REQUIREMENT
Print the data below line for line, beginning with the line that contains "upper cabinet in this picture." and continuing through the line that contains "[407,155,500,228]", both included.

========================================

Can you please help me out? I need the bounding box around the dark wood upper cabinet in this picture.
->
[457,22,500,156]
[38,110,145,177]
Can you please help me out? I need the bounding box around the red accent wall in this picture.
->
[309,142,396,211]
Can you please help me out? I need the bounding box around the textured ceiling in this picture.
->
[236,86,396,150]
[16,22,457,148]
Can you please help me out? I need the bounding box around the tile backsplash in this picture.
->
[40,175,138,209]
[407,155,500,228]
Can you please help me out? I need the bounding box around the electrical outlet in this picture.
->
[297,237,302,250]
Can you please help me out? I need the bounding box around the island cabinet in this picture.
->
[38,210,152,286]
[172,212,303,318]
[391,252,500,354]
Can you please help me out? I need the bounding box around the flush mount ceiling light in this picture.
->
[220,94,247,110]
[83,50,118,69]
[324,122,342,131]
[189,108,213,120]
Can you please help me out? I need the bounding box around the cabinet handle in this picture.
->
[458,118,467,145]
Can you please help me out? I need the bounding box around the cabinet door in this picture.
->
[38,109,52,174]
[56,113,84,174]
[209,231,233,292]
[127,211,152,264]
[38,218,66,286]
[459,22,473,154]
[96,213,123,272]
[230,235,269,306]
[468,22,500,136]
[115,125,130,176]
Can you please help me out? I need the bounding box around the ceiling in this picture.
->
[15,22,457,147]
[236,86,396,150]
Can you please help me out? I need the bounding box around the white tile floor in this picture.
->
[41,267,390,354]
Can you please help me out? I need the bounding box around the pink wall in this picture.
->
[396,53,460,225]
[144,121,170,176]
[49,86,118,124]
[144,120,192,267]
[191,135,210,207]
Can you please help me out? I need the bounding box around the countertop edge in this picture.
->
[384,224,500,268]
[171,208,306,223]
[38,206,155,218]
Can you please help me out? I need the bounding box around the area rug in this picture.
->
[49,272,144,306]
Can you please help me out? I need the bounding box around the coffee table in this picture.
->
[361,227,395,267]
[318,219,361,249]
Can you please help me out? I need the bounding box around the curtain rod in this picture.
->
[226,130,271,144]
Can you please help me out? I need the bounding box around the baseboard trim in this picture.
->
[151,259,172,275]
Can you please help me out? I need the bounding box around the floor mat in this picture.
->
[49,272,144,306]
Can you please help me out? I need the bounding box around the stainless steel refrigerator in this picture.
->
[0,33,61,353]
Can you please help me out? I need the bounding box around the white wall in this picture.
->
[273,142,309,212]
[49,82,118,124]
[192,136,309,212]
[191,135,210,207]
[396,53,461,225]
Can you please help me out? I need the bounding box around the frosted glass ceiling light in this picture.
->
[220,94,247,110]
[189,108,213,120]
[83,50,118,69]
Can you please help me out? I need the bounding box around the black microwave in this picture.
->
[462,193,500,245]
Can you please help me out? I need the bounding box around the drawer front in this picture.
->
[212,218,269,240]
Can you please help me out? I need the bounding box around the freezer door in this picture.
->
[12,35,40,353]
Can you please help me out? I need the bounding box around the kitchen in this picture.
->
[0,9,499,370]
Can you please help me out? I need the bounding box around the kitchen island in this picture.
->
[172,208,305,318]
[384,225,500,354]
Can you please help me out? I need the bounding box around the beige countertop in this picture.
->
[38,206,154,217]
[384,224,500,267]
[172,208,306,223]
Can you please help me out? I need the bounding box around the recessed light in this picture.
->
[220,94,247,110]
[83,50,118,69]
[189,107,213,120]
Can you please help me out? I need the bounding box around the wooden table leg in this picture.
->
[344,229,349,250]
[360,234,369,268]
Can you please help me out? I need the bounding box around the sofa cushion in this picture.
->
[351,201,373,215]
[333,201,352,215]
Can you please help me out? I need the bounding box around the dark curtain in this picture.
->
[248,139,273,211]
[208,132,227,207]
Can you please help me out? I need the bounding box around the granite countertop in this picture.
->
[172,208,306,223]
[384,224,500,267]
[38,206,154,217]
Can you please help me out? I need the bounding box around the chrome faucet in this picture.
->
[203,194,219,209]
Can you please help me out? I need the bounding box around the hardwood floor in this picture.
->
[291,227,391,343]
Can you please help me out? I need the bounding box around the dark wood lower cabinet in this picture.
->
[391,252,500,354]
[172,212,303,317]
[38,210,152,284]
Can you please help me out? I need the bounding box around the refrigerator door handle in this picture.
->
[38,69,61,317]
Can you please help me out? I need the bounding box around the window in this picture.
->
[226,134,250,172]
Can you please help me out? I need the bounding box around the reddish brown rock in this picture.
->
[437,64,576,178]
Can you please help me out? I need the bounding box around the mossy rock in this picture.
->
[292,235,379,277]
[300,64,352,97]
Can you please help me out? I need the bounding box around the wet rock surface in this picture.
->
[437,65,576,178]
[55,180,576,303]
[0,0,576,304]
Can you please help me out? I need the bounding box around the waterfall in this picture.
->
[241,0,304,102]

========================================

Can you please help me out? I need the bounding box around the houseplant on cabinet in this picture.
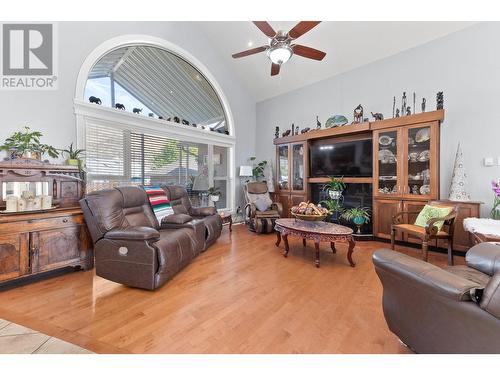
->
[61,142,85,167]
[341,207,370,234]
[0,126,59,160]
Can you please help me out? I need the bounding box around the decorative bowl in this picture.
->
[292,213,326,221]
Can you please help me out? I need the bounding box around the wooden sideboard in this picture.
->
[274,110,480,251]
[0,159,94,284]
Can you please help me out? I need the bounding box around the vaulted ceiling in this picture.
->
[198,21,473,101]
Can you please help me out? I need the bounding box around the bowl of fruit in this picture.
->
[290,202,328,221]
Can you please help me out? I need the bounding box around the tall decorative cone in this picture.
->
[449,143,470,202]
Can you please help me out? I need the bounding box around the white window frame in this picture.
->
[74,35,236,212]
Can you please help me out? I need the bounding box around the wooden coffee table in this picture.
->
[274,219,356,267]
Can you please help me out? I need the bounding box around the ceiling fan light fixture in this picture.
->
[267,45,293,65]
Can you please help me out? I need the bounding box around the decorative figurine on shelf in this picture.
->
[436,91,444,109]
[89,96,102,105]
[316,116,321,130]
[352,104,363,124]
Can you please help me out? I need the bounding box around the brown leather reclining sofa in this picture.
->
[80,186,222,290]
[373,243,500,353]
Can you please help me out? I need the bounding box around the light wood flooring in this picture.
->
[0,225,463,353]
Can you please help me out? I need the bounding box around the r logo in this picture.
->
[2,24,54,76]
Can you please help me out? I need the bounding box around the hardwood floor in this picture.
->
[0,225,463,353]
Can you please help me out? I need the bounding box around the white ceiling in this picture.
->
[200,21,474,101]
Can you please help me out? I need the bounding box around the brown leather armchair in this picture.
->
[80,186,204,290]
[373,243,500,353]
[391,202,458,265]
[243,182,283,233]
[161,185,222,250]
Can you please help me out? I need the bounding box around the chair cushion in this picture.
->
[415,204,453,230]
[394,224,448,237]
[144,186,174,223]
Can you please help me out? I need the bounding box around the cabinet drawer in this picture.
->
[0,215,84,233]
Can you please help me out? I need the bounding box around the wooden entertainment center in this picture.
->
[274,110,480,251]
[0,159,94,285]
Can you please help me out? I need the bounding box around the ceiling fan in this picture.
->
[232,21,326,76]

========================================

OUTPUT OF THE EXERCISE
Can you please help me out? I need the bounding box around the dark wood upper cabinet in this picture.
->
[457,22,500,156]
[38,110,145,177]
Can you please help me out? I need the bounding box around the red accent wall in this picture.
->
[309,142,396,211]
Can you please help me out? I need the bounding box around the textured ceiling in this picture.
->
[236,86,396,150]
[16,22,457,148]
Can you please help me out? I need the bounding box around the tile backsplash in this picture.
->
[40,175,138,209]
[407,155,500,228]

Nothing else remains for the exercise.